>> begin Excerpted data
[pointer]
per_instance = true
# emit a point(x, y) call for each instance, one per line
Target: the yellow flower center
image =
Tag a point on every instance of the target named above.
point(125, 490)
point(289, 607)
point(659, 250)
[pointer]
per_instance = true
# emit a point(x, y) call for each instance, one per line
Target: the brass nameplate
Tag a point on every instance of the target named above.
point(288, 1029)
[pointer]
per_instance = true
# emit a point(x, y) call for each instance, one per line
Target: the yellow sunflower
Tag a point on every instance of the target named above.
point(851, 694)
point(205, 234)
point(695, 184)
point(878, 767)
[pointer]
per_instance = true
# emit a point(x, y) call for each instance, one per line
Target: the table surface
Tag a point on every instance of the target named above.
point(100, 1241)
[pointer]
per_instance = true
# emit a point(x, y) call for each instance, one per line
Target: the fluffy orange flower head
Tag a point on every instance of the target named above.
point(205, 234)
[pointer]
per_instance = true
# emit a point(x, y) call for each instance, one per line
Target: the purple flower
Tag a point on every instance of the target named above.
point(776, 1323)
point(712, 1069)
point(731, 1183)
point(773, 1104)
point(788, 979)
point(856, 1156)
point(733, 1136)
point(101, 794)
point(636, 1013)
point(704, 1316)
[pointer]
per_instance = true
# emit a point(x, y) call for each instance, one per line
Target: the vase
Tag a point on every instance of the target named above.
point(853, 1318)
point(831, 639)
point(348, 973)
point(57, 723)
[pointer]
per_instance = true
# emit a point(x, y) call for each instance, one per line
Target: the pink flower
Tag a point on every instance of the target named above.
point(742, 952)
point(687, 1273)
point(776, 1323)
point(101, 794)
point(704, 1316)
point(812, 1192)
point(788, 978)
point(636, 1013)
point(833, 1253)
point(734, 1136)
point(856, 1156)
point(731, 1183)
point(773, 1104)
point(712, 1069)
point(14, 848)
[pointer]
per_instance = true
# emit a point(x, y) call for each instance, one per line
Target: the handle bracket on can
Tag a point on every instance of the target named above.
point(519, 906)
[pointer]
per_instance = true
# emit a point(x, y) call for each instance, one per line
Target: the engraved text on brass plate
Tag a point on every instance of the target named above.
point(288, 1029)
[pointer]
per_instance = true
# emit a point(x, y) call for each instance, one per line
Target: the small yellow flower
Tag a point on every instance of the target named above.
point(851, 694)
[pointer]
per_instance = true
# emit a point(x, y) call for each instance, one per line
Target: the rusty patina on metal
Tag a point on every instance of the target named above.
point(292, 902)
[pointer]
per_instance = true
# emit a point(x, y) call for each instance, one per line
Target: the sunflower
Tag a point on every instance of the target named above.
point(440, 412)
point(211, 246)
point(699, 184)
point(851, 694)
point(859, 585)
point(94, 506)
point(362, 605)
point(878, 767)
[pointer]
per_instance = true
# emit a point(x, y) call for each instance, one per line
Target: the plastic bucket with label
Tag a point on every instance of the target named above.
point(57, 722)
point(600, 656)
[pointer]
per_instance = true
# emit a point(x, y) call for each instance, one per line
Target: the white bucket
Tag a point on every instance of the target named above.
>> end Excerpted data
§ **What to do**
Reproduce every item above, line for line and character for character, with nothing added or left out.

§ **Full response**
[pointer]
per_instance = true
# emit a point(x, y) call for each instance, one per line
Target: the yellow flower center
image =
Tag a point on every instance of the target named above.
point(125, 490)
point(289, 607)
point(659, 250)
[pointer]
per_instance = true
# emit a point(x, y) call for each instance, one per line
Target: the brass nameplate
Tag a point on every instance of the target named above.
point(288, 1029)
[pointer]
per_instance = true
# emit a point(x, y) call for each instance, one per line
Target: the yellow sunflower
Tag a point on every instance of the target named above.
point(851, 694)
point(205, 234)
point(695, 184)
point(878, 767)
[pointer]
per_instance = true
# emit a point(x, y) call for each instance, one per line
Target: the table surface
Tag a point on every instance of the target named above.
point(100, 1241)
[pointer]
per_instance = true
# emit a point(x, y) call for each instance, one per line
Target: the fluffy orange flower head
Tag a point on every instance of the target named above.
point(205, 234)
[pointer]
per_instance = true
# emit a point(x, y) call for each instance, one per line
Target: the purple flower
Tag a point on every instance of the target named above.
point(776, 1323)
point(712, 1069)
point(731, 1183)
point(773, 1104)
point(788, 979)
point(856, 1156)
point(733, 1136)
point(101, 794)
point(636, 1013)
point(704, 1316)
[pointer]
per_instance = true
# emit a point(x, y) call for each instance, one per line
Target: the vase
Tag a point on every instance of the target named above.
point(853, 1318)
point(831, 639)
point(348, 973)
point(57, 723)
[pointer]
per_instance = true
# emit a point(x, y) call for each instance, one per line
Target: the pink flower
Tag a point on every instance of the target named above.
point(742, 952)
point(687, 1273)
point(776, 1323)
point(101, 794)
point(704, 1316)
point(812, 1192)
point(788, 978)
point(636, 1013)
point(833, 1253)
point(734, 1136)
point(856, 1156)
point(731, 1183)
point(773, 1104)
point(712, 1069)
point(14, 848)
[pointer]
per_instance = true
# emit a point(x, y) call for each instance, one per line
Target: the handle bracket on can
Tag a point on every instance of the target named above.
point(519, 906)
[pointer]
per_instance = true
# emit a point(x, y) call for each instance, one per line
Target: the engraved text on brass plate
Tag a point on every instance of the target named above.
point(288, 1029)
[pointer]
per_instance = true
# emit a point(x, y) call for each instance, one per line
Target: the small yellow flower
Tag a point on every instance of the target named above.
point(851, 694)
[pointer]
per_instance = true
# emit a point(x, y) call for each instance, one per line
Target: the rusty patina on metal
Tag a point on every instance of the target named above.
point(292, 902)
[pointer]
per_instance = true
# emit a point(x, y) call for each instance, one per line
Target: the sunflower
Tag a point on every instance of the target named above.
point(440, 412)
point(211, 246)
point(699, 184)
point(851, 694)
point(859, 585)
point(94, 506)
point(362, 605)
point(878, 767)
[pointer]
per_instance = true
# emit a point(x, y) call for each instance, one per line
Target: the plastic bucket with label
Tag a point on every instance of the target named above.
point(57, 722)
point(600, 656)
[pointer]
per_instance = true
# emit a point(x, y) call for each instance, one per line
Target: the white bucket
Tag a point on every instance of the target named above.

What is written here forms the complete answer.